[Instruction]: Could you reproduce the items below word for word, leaving out the pictures?

[Data supplied]:

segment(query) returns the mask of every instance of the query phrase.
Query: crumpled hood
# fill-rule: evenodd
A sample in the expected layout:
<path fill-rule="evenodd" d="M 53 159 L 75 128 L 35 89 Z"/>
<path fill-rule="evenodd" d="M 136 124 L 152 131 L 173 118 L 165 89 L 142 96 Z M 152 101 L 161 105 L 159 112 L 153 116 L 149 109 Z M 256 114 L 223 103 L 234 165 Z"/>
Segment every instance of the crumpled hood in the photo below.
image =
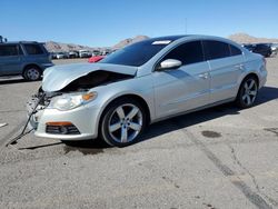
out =
<path fill-rule="evenodd" d="M 108 63 L 73 63 L 54 66 L 44 70 L 42 90 L 47 92 L 59 91 L 76 79 L 98 70 L 136 76 L 137 67 Z"/>

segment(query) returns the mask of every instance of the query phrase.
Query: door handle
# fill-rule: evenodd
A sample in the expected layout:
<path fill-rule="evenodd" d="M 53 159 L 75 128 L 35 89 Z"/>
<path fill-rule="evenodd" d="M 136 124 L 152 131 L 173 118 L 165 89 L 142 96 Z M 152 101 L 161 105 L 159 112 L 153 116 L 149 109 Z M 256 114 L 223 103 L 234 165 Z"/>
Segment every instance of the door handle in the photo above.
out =
<path fill-rule="evenodd" d="M 209 77 L 208 72 L 199 74 L 199 78 L 201 79 L 208 79 L 208 77 Z"/>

[Answer to this task]:
segment(query) returns the mask of every instance of the query phrase.
Query: crumpled hood
# fill-rule: evenodd
A sample in the expected layout:
<path fill-rule="evenodd" d="M 53 159 L 75 128 L 35 89 Z"/>
<path fill-rule="evenodd" d="M 136 124 L 152 131 L 173 118 L 165 89 L 142 96 Z M 152 101 L 161 105 L 159 112 L 153 116 L 149 109 Z M 256 114 L 223 103 L 234 165 Z"/>
Segment every instance of the crumpled hood in the photo below.
image =
out =
<path fill-rule="evenodd" d="M 108 63 L 73 63 L 54 66 L 44 70 L 42 90 L 47 92 L 59 91 L 76 79 L 98 70 L 136 76 L 137 67 Z"/>

segment(query) returns the mask of every instance of the query phrase.
Query: door handle
# fill-rule: evenodd
A sample in the expected layout:
<path fill-rule="evenodd" d="M 53 159 L 75 128 L 35 89 Z"/>
<path fill-rule="evenodd" d="M 136 124 L 152 131 L 173 118 L 165 89 L 142 96 Z M 152 101 L 161 105 L 159 112 L 153 116 L 149 109 Z M 256 114 L 223 103 L 234 165 Z"/>
Segment every instance of the door handle in the photo above.
out =
<path fill-rule="evenodd" d="M 209 77 L 208 72 L 199 74 L 199 78 L 201 79 L 208 79 L 208 77 Z"/>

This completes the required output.